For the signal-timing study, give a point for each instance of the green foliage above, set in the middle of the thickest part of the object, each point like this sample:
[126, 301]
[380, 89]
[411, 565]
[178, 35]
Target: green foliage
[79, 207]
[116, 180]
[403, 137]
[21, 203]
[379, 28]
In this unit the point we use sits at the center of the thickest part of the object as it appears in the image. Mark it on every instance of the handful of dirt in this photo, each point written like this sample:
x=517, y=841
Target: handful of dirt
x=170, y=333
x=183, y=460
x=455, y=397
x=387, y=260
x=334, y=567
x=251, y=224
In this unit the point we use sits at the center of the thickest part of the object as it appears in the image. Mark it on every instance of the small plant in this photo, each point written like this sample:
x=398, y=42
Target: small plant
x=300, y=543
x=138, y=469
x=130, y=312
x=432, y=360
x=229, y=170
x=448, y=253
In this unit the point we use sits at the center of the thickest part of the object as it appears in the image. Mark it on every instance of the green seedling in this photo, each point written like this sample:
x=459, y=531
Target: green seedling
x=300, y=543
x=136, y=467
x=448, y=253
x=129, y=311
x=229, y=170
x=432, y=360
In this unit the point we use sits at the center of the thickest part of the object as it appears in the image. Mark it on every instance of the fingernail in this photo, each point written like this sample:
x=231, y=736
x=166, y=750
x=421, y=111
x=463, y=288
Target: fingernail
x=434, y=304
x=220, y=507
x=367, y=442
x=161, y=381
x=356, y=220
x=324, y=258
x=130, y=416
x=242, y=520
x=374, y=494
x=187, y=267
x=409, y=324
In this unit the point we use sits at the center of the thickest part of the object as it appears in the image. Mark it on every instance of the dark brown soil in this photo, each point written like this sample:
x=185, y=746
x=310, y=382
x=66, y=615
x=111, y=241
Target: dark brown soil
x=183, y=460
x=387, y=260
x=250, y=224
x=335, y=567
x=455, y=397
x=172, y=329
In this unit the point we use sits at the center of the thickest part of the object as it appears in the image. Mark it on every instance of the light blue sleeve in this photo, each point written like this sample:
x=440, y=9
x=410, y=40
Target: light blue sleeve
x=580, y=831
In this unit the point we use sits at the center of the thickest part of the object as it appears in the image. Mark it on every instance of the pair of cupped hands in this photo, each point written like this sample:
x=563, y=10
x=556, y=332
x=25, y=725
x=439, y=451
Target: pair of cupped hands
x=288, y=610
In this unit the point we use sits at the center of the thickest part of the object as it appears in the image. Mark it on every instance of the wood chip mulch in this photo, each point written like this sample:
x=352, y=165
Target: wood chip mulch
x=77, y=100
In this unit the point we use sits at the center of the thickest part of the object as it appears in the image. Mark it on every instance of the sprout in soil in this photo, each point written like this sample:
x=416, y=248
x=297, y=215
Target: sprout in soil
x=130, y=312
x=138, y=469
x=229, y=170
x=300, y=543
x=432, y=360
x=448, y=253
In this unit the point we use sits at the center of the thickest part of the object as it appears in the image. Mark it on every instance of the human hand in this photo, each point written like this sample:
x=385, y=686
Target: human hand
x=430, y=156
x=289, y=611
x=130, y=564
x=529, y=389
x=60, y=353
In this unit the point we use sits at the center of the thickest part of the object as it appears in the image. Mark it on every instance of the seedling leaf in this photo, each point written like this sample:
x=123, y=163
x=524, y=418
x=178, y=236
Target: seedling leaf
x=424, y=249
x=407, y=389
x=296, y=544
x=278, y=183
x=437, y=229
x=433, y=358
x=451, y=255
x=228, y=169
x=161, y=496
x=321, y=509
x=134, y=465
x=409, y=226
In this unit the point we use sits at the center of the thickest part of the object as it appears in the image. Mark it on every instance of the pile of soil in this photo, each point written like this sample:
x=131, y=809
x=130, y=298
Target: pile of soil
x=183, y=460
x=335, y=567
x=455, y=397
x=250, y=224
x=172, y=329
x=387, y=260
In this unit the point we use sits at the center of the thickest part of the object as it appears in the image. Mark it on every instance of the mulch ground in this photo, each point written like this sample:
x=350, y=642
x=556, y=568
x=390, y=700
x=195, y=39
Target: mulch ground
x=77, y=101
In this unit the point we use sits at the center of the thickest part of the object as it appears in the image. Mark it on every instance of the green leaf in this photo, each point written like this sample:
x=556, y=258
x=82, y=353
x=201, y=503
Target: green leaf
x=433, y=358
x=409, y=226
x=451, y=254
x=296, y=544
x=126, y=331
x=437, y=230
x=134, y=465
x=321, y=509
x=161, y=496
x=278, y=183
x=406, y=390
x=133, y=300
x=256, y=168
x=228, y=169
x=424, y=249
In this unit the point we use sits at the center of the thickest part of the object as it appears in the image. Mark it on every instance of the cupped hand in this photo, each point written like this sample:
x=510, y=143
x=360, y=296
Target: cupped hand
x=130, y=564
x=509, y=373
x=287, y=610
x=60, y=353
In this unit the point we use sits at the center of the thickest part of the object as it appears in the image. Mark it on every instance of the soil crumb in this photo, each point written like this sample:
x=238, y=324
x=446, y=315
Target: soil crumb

■ Instructions to follow
Arrange every line of the records above as a Markdown table with the columns No. and Line, numbering the rows in order and leaving out blank lines.

■ Problem solution
| No. | Line |
|---|---|
| 1 | For the signal-timing study, give a point for each instance of the green foliage above, set in the middle of the thickest part of the object, each point like this sample: |
| 2 | [126, 301] |
| 3 | [380, 89] |
| 4 | [411, 565] |
| 5 | [178, 35] |
| 6 | Target: green foliage |
| 7 | [79, 207] |
| 8 | [116, 180] |
| 9 | [403, 137] |
| 10 | [21, 203] |
| 11 | [379, 28] |
| 12 | In this unit the point we use sits at the center of the thickest part of the object as it appears in the image. Mark it on every instance of the handful of dirt in this photo, each point written like this sample: |
| 13 | x=517, y=841 |
| 14 | Target: handful of dirt |
| 15 | x=170, y=333 |
| 16 | x=183, y=460 |
| 17 | x=455, y=397 |
| 18 | x=387, y=260 |
| 19 | x=334, y=567 |
| 20 | x=251, y=224 |
| 21 | In this unit the point we use sits at the center of the thickest part of the object as it appears in the image. Mark it on every instance of the small plant in this photo, each point written like this sample: |
| 22 | x=398, y=42 |
| 23 | Target: small plant |
| 24 | x=300, y=543 |
| 25 | x=138, y=469 |
| 26 | x=130, y=312 |
| 27 | x=432, y=360 |
| 28 | x=229, y=170 |
| 29 | x=448, y=253 |
| 30 | In this unit the point we use sits at the center of the thickest part of the object as it appears in the image. Mark it on every instance of the green seedling in this photo, each point written like this sample: |
| 31 | x=459, y=531 |
| 32 | Target: green seedling |
| 33 | x=300, y=543 |
| 34 | x=136, y=467 |
| 35 | x=448, y=253 |
| 36 | x=129, y=311 |
| 37 | x=229, y=170 |
| 38 | x=432, y=360 |
| 39 | In this unit the point we use sits at the center of the thickest part of the object as it appears in the image. Mark it on every instance of the fingernail in this photo, each point written like this sample: |
| 40 | x=231, y=736 |
| 41 | x=166, y=750 |
| 42 | x=421, y=111 |
| 43 | x=463, y=288 |
| 44 | Target: fingernail |
| 45 | x=434, y=304 |
| 46 | x=220, y=507 |
| 47 | x=367, y=442 |
| 48 | x=161, y=381 |
| 49 | x=356, y=220 |
| 50 | x=324, y=258 |
| 51 | x=130, y=416 |
| 52 | x=242, y=520 |
| 53 | x=374, y=494 |
| 54 | x=187, y=267 |
| 55 | x=409, y=324 |
| 56 | In this unit the point we use sits at the center of the thickest part of the object as it appears in the image. Mark it on every instance of the dark brown soil in this photo, each point written like this sample: |
| 57 | x=185, y=746 |
| 58 | x=310, y=382 |
| 59 | x=66, y=615 |
| 60 | x=111, y=241 |
| 61 | Target: dark brown soil |
| 62 | x=183, y=460 |
| 63 | x=387, y=260 |
| 64 | x=250, y=224 |
| 65 | x=335, y=567 |
| 66 | x=455, y=397 |
| 67 | x=172, y=329 |
| 68 | In this unit the point we use sits at the center of the thickest part of the object as it appears in the image. Mark it on every instance of the light blue sleeve in this photo, each point written like this sample: |
| 69 | x=440, y=9 |
| 70 | x=410, y=40 |
| 71 | Target: light blue sleeve |
| 72 | x=580, y=831 |
| 73 | In this unit the point we use sits at the center of the thickest part of the object as it appears in the image. Mark it on every instance of the pair of cupped hands in this photo, each point written like this sample: |
| 74 | x=563, y=10 |
| 75 | x=556, y=332 |
| 76 | x=25, y=725 |
| 77 | x=439, y=451 |
| 78 | Target: pair of cupped hands |
| 79 | x=288, y=610 |
| 80 | In this unit the point we use sits at the center of the thickest part of the object as it appears in the image. Mark it on every instance of the wood chip mulch in this photo, each point written like this sample: |
| 81 | x=352, y=165 |
| 82 | Target: wood chip mulch |
| 83 | x=77, y=100 |
| 84 | In this unit the point we use sits at the center of the thickest part of the object as it appears in the image. Mark it on every instance of the sprout in soil in this photo, each point written like this sample: |
| 85 | x=416, y=248 |
| 86 | x=297, y=215 |
| 87 | Target: sprout in soil |
| 88 | x=130, y=312 |
| 89 | x=138, y=469 |
| 90 | x=229, y=170 |
| 91 | x=300, y=543 |
| 92 | x=432, y=360 |
| 93 | x=448, y=253 |
| 94 | In this unit the point we use sits at the center of the thickest part of the object as it appears in the image. Mark it on every instance of the human hand in this photo, each point written like this sample: |
| 95 | x=385, y=686 |
| 96 | Target: human hand |
| 97 | x=430, y=156 |
| 98 | x=289, y=611 |
| 99 | x=130, y=564 |
| 100 | x=529, y=389 |
| 101 | x=60, y=353 |
| 102 | In this unit the point we use sits at the center of the thickest part of the object as it appears in the image. Mark it on every instance of the seedling leaf in this photo, each point written like this sample: |
| 103 | x=123, y=163 |
| 104 | x=524, y=418 |
| 105 | x=178, y=236 |
| 106 | Target: seedling leaf |
| 107 | x=424, y=249 |
| 108 | x=407, y=389 |
| 109 | x=296, y=544 |
| 110 | x=278, y=183 |
| 111 | x=437, y=229 |
| 112 | x=433, y=358 |
| 113 | x=451, y=255 |
| 114 | x=228, y=169 |
| 115 | x=161, y=496 |
| 116 | x=321, y=509 |
| 117 | x=134, y=465 |
| 118 | x=409, y=226 |
| 119 | In this unit the point we use sits at the center of the thickest part of the object as it appears in the image. Mark it on every instance of the pile of soil in this photo, each point written like this sample: |
| 120 | x=131, y=809 |
| 121 | x=130, y=298 |
| 122 | Target: pile of soil |
| 123 | x=183, y=460 |
| 124 | x=335, y=567 |
| 125 | x=455, y=397 |
| 126 | x=250, y=224 |
| 127 | x=172, y=329 |
| 128 | x=387, y=260 |
| 129 | In this unit the point we use sits at the center of the thickest part of the object as it appears in the image. Mark it on every instance of the mulch ground in this photo, each point written like this sample: |
| 130 | x=350, y=642 |
| 131 | x=556, y=568 |
| 132 | x=390, y=700 |
| 133 | x=195, y=39 |
| 134 | Target: mulch ground |
| 135 | x=77, y=101 |
| 136 | In this unit the point we use sits at the center of the thickest part of the object as it appears in the image. Mark it on every instance of the green leaf in this photo, each point written like this sample: |
| 137 | x=556, y=258 |
| 138 | x=82, y=353 |
| 139 | x=201, y=503 |
| 140 | Target: green leaf |
| 141 | x=433, y=358 |
| 142 | x=409, y=226 |
| 143 | x=451, y=254 |
| 144 | x=296, y=544 |
| 145 | x=126, y=331 |
| 146 | x=437, y=230 |
| 147 | x=134, y=465 |
| 148 | x=321, y=509 |
| 149 | x=161, y=496 |
| 150 | x=278, y=183 |
| 151 | x=406, y=390 |
| 152 | x=133, y=300 |
| 153 | x=256, y=168 |
| 154 | x=228, y=169 |
| 155 | x=424, y=249 |
| 156 | In this unit the point we use sits at the center of the thickest part of the object as it appears in the image. Mark it on every instance of the cupped hand in this photo, each point written like this sample: |
| 157 | x=510, y=143 |
| 158 | x=360, y=296 |
| 159 | Target: cupped hand |
| 160 | x=130, y=564 |
| 161 | x=509, y=373 |
| 162 | x=287, y=610 |
| 163 | x=60, y=353 |
| 164 | In this unit the point we use sits at the center of the thickest part of the object as it appears in the image. Mark it on every instance of the soil crumb in this photo, each point written like this sample: |
| 165 | x=238, y=324 |
| 166 | x=446, y=315 |
| 167 | Target: soil crumb |